**EXCERTO**:
———
A
actuação do ministério da Educação constitui um dos exemplos mais
paradigmáticos da falta de ética política e deslealdade deste Governo para com
os cidadãos portugueses. O pior é esta demonstração inequívoca de falta de escrúpulos
vir exactamente de um ministro e de uma área do Executivo onde menos se
esperaria.
O
texto seguinte (*), da autoria do prof. Santana Castilho, tem, para os leitores
a vantagem de recordar todos os truques e habilidades que o ministro Crato usou
até agora, com a maior desfaçatez, perante aqueles que lhe deveriam merecer o
maior respeito. Foram mais umas achas para a descredibilização da acção
política, já tão mal vista pelo comum dos cidadãos.
Sobre
a PACC (Prova de Avaliação de Conhecimentos e Competências) dos professores já
me pronunciei sobejas vezes, a primeira das quais nesta coluna, em 7 de
Fevereiro de 2008. O que passo a escrever tem duas finalidades: apelar à
memória escassa da maioria, para melhor compreendermos a atitude ignóbil de
Nuno Crato, e denunciar com frontalidade que a fixação do ministro no papel
sacro dos instrumentos de avaliação é demencial.
Com
o truque que todos conhecemos, para impedir que os sindicatos pudessem
apresentar um pré-aviso de greve, o ministro da Educação actuou sem educação
nem escrúpulos. Usou o capote da desfaçatez para bandarilhar uma lei da
República, que protege um direito fundamental. Portou-se como um caçador
furtivo a atirar sobre cidadãos que o Estado enganou, com dolo agravado por
habilidades grosseiras. E foi a primeira vez que assim se desvinculou da ética
política e da lealdade que deve àqueles que governa? Não, não foi! Os exemplos
repetem-se e há muito que vêm desenhando um carácter.
Foi
ele que, em início de mandato, revogou os prémios de mérito dos alunos, sem
aviso prévio e atempado, quando eles já tinham cumprido a sua parte.
Foi
ele que obrigou crianças com necessidades educativas especiais a sujeitarem-se
a exames nacionais, em circunstâncias que não respeitaram o seu perfil de
funcionalidade, com o cinismo cauteloso de as retirar, depois, do tratamento
estatístico dos resultados.
Foi
ele que, dias antes das inscrições nos exames do 12.º ano, mudou
unilateralmente as regras, ferindo de morte a confiança que qualquer estudante
devia ter no Estado.
Foi
ele que, a uma sexta-feira, simbolicamente 13, sem que se conhecessem os
créditos atribuídos às escolas, sem que as matrículas estivessem terminadas e
as turmas constituídas, obrigou os directores a determinarem e comunicarem o
número de “horários zero” para 2012-2013, sob ameaça de procedimento
disciplinar, lançando na angústia milhares de docentes com dezenas de anos de
serviço para, na semana seguinte, recuperar o que antes havia levianamente
subtraído. Foi ele que abriu esse concurso com uma lei e o encerrou com outra,
num alarde gritante de discricionariedade nunca vista.
———
**ENTRADAS FORNECIDAS**:
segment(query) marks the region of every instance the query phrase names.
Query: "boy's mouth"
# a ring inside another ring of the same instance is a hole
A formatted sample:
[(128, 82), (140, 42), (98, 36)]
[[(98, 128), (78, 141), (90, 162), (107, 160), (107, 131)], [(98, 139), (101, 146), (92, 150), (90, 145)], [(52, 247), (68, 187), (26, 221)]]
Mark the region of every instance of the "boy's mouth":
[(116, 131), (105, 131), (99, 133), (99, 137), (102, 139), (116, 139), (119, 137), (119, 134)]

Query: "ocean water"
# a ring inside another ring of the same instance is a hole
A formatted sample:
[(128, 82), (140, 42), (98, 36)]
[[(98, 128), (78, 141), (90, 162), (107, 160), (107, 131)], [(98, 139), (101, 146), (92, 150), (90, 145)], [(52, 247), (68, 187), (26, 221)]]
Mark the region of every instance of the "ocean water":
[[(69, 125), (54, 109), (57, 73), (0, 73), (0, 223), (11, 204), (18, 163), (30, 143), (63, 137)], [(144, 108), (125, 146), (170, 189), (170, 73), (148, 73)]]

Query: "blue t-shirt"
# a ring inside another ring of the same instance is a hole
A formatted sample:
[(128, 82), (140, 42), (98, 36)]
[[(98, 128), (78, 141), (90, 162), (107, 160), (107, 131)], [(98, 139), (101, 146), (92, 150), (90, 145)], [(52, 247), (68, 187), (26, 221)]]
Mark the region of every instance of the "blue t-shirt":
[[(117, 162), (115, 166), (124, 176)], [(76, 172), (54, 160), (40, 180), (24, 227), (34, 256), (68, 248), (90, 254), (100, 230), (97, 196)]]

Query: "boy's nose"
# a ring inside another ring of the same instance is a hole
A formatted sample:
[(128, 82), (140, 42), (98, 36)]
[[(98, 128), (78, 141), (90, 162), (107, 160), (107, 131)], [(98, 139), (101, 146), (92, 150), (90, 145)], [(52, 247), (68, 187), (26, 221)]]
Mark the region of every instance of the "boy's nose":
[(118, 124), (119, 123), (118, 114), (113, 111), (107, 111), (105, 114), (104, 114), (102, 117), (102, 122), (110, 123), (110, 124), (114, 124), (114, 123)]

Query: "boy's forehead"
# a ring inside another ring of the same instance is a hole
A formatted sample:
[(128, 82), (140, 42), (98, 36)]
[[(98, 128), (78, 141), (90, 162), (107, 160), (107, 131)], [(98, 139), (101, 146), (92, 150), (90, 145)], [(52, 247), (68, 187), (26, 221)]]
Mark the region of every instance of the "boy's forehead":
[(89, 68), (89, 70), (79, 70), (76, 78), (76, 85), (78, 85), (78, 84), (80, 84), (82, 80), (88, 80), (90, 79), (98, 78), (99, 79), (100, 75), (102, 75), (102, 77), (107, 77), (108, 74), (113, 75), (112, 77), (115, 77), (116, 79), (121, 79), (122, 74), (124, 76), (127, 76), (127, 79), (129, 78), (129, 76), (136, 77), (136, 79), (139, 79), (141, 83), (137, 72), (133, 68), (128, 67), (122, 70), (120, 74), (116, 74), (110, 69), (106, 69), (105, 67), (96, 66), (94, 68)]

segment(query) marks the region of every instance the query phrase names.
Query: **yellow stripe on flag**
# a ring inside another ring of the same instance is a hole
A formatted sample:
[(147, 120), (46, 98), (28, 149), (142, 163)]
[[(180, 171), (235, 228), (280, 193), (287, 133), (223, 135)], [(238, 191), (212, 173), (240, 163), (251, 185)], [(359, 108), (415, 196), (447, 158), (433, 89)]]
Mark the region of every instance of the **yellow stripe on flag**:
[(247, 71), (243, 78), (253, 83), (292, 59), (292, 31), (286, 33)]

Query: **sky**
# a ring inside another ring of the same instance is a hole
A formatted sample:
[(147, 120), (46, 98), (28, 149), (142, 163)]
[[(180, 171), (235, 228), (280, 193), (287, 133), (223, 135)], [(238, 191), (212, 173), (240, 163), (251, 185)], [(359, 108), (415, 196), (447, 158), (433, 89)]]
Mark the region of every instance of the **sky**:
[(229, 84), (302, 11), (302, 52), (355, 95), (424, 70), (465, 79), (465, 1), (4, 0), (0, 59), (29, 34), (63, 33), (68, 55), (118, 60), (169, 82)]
———
**INSTRUÇÕES DAS TAREFAS**:
- A) No excerto sobre o ministro da Educação, enumere as ações atribuídas ao ministro nas frases que começam por «Foi ele que», cada uma resumida numa linha.
- B) Dê continuidade ao excerto sobre o ministro da Educação a partir da última frase apresentada.

**RESPOSTAS POR TAREFA**:
- A)
- Revogou os prémios de mérito dos alunos sem aviso prévio e atempado, quando eles já tinham cumprido a sua parte.
- Obrigou crianças com necessidades educativas especiais a fazer exames nacionais em circunstâncias que não respeitaram o seu perfil de funcionalidade e retirou-as depois do tratamento estatístico dos resultados.
- Mudou unilateralmente as regras dias antes das inscrições nos exames do 12.º ano.
- Numa sexta-feira 13 obrigou os directores a determinar e comunicar o número de "horários zero" para 2012-2013, sob ameaça de procedimento disciplinar.
- Abriu esse concurso com uma lei e encerrou-o com outra.

- B)
A
conferência de imprensa, significativamente marcada para o horário nobre do dia
da prova da humilhação dos professores, mostrou-nos um ministro obcecado pela
vã glória que a jornada lhe proporcionou, incapaz de discernir, como qualquer
alienado, que o seu fundamentalismo patológico sobre o papel dos instrumentos
de avaliação está a destruir o sistema nacional de ensino. Os professores são
cada vez mais meros aplicadores das mediocridades do IAVE e cada vez menos
professores. O tempo do ensino é comido pela loucura de tudo examinar, com
provas cheias de erros inconcebíveis e qualidade duvidosa. Todo o ano, tudo se
verga aos exames e à alienação que provocam. Preparar exames, treinar para
exames, substituir tempos de aulas por tempos para fazer exames, corrigir
exames, tirar ilações de rankings, pagar a Cambridge e não
pagar aos nacionais. E, quando os problemas surgem, o ministro puxa pela cabeça
doente e chama a polícia. Sim, cidadão que me lê, olhe para as televisões e
reconheça que, quando se tornou banal a presença da polícia dentro das nossas
escolas, algo vai mal com a democracia que devíamos ensinar aos seus filhos.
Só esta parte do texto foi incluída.